Stored items:
[start]
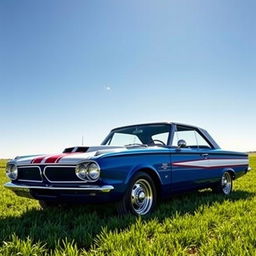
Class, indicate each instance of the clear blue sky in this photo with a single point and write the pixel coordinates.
(73, 68)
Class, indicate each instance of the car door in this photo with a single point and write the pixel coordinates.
(190, 163)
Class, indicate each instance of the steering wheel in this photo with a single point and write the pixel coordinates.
(161, 142)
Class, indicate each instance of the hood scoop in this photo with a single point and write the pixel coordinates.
(100, 149)
(76, 150)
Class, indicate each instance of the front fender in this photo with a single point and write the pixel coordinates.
(139, 168)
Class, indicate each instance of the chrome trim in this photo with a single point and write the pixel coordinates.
(38, 181)
(14, 187)
(67, 181)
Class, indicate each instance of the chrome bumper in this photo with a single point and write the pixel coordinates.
(89, 188)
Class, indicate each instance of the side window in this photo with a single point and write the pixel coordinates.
(120, 139)
(162, 137)
(192, 137)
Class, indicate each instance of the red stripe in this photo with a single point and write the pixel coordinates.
(38, 160)
(55, 158)
(209, 167)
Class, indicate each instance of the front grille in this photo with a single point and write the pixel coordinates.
(28, 173)
(61, 174)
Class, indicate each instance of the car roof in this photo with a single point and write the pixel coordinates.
(169, 123)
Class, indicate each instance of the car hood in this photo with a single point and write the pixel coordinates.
(71, 156)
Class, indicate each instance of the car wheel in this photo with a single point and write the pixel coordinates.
(225, 185)
(140, 197)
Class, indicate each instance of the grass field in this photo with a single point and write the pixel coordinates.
(199, 223)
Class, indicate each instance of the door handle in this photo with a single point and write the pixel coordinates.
(205, 156)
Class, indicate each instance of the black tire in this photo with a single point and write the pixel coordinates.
(225, 185)
(141, 196)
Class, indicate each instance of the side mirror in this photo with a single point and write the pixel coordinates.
(182, 144)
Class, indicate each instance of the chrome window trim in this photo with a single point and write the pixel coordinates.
(24, 167)
(67, 181)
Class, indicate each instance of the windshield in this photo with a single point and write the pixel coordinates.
(139, 135)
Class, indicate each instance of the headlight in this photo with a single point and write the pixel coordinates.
(93, 171)
(81, 171)
(88, 171)
(12, 171)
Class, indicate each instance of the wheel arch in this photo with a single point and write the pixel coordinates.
(231, 172)
(151, 172)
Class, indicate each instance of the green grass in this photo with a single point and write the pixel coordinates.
(199, 223)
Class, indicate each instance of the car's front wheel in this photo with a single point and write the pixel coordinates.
(140, 197)
(225, 186)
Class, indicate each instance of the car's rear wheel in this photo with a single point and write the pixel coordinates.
(225, 186)
(140, 197)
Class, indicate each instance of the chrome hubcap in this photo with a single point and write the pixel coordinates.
(226, 183)
(141, 197)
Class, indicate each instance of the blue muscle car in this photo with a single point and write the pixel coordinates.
(134, 167)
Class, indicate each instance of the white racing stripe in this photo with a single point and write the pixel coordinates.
(209, 163)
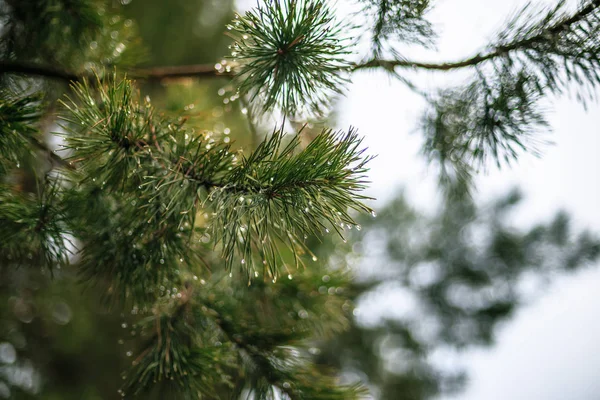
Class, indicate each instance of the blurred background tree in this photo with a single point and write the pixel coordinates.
(458, 272)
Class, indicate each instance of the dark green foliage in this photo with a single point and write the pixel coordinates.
(291, 55)
(497, 115)
(280, 198)
(399, 21)
(18, 116)
(96, 33)
(463, 274)
(484, 121)
(156, 212)
(35, 230)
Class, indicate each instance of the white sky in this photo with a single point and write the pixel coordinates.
(550, 350)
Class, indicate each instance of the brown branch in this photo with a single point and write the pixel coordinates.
(156, 73)
(174, 72)
(26, 68)
(53, 156)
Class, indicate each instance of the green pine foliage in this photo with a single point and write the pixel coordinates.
(291, 54)
(208, 247)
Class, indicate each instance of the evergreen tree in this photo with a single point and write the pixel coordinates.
(207, 248)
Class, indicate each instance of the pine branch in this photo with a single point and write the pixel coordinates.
(156, 73)
(270, 198)
(495, 52)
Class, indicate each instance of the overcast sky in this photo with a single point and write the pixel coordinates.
(550, 350)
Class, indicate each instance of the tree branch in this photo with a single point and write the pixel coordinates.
(498, 51)
(157, 73)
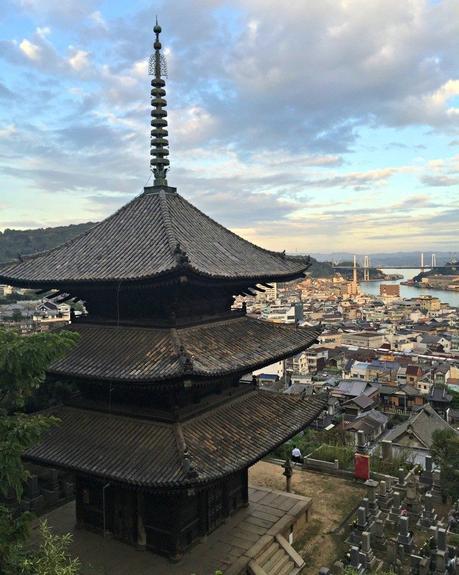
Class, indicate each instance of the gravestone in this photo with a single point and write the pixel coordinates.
(436, 487)
(367, 557)
(395, 509)
(384, 497)
(386, 449)
(405, 537)
(426, 475)
(428, 516)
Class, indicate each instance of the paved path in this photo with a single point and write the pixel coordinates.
(229, 545)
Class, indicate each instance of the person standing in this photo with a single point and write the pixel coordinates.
(296, 455)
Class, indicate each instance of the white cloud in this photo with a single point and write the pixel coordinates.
(79, 60)
(7, 131)
(31, 50)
[end]
DIRECTIVE: Copy the data word for word. Pictures do not go in the copy.

COMPLETE OUTPUT:
Class, indicate each instance of the clear blue sky in this photo with a single point and write the pixel coordinates.
(73, 68)
Class, indicate each instance of the car door in this photo with a single point and write the pixel coordinates.
(190, 163)
Class, indicate each instance of the steering wheel in this photo with a single point and write the pixel coordinates.
(161, 142)
Class, indicate each instance of the hood scoop in this photo with a single point and write the pixel coordinates.
(100, 149)
(76, 150)
Class, indicate each instance of the front fender in this photo with a single point and write the pixel coordinates.
(139, 168)
Class, indicate each instance of the chrome trim in this photo with a single point and write the pixel coordinates.
(38, 181)
(14, 187)
(67, 181)
Class, indicate each instance of the chrome bumper in this photo with a single point and write the pixel coordinates.
(89, 188)
Class, indicate each instance of the side window in this photo with a single point and write the pixel coordinates.
(120, 139)
(162, 137)
(192, 137)
Class, indicate each instance of the red stripe in this photo with a single point and write the pixel coordinates.
(38, 160)
(55, 158)
(209, 167)
Class, indicate each instance of the front grille in this photo with a single point and write the pixel coordinates.
(28, 173)
(61, 174)
Class, indicate each instance of the car roof in this photo with a single point and write the pixel coordinates.
(169, 123)
Class, indicate each instance of the car hood in this photo with a single point and write the pixel coordinates.
(71, 156)
Class, indicate each instance of the car wheel in this photo with a single point and write the pixel coordinates.
(225, 185)
(140, 197)
Class, indicate each instance of the grass field in this photo with a single point and write the pixel coordinates.
(199, 223)
Class, indicate each instance of the door handle in this photo with a single point and write the pixel coordinates.
(205, 156)
Class, indicate each instance of the black tire in this photo with a single point and write the pixel coordinates.
(225, 185)
(141, 196)
Class, indicate each instance of the side mirror in this photo with a single point and write the pixel coordinates.
(182, 144)
Class, indicate each instance of the chrome window trim in this photo with a single point and write the pixel coordinates.
(24, 167)
(67, 181)
Class, indicate each instance of the windshield in this photo with a single point and write the pixel coordinates.
(139, 135)
Class, indicate each instance of the headlight in this photo with a single point and write the pixel coordinates.
(93, 171)
(81, 171)
(88, 171)
(12, 171)
Class, indicate each instance of the wheel arch in this photo with a single point and write the pixel coordinates.
(231, 172)
(151, 172)
Class, indicate each instance of the green grass in this photo with a single point and write the pixel coordinates.
(199, 223)
Class, indicate each instance of the car's front wheel in this photo with a single point and write the pixel coordinates.
(140, 197)
(225, 186)
Class, indicate each instance of the car's rear wheel in this photo with a single point and write the pixel coordinates.
(225, 186)
(140, 197)
Class, indicate each instance of the chrome hubcap in this photo with a single point and write the pixel coordinates.
(226, 183)
(141, 197)
Class, indicate each instance of the blue muscle car in this photo with a single point and write the pixel coordinates.
(134, 167)
Class, indicate each instance of the white racing stripe in this photo with a single point and write the pixel coordinates.
(209, 163)
Class, indicate each instance of the blurred background tree in this photo with a single point and write the pixel coordinates.
(458, 272)
Class, indicate each instance of the dark green foliage in this photo with a single point and write the pixel coordinates.
(291, 55)
(497, 115)
(280, 198)
(399, 21)
(18, 116)
(96, 33)
(463, 274)
(484, 121)
(156, 212)
(35, 230)
Class, indicate each instance of the white sky in this photo with a single point and write the pixel coordinates.
(550, 350)
Class, indicate each instance of the brown branch in this photo with a single point and write the pixel coordinates.
(156, 73)
(174, 72)
(26, 68)
(53, 156)
Class, indicate each instance of the green pine foliage in this photo with a single point and write the pixel coordinates.
(291, 54)
(208, 247)
Class, indicate each instance of the evergreen tree in this photo with a single point and write the pixel coordinates.
(207, 248)
Class, indicate each instance of the pine branch in this photo with a single point and write the pixel coordinates.
(156, 73)
(270, 198)
(495, 52)
Class, indicate each instance of the overcast sky in this photo with a single point and write the pixel coordinates.
(550, 350)
Class, indicate each instance of the tree branch in this photo with a single point and write the pixel coordinates.
(498, 51)
(157, 73)
Class, indicate each instance of the gravestone in this photo with a single point and write the pixel coordinates.
(436, 487)
(367, 557)
(395, 509)
(384, 497)
(386, 449)
(405, 537)
(426, 475)
(428, 516)
Class, indicate each instance of the paved path in this photo with a single point and write the pixel coordinates.
(229, 545)
Class, indicate each instance of the person standing in this photo with a single point and write the pixel coordinates.
(296, 455)
Class, indicate each instance of the white cloud in this photo with a single point and write the pixel coordinates.
(79, 60)
(7, 131)
(31, 50)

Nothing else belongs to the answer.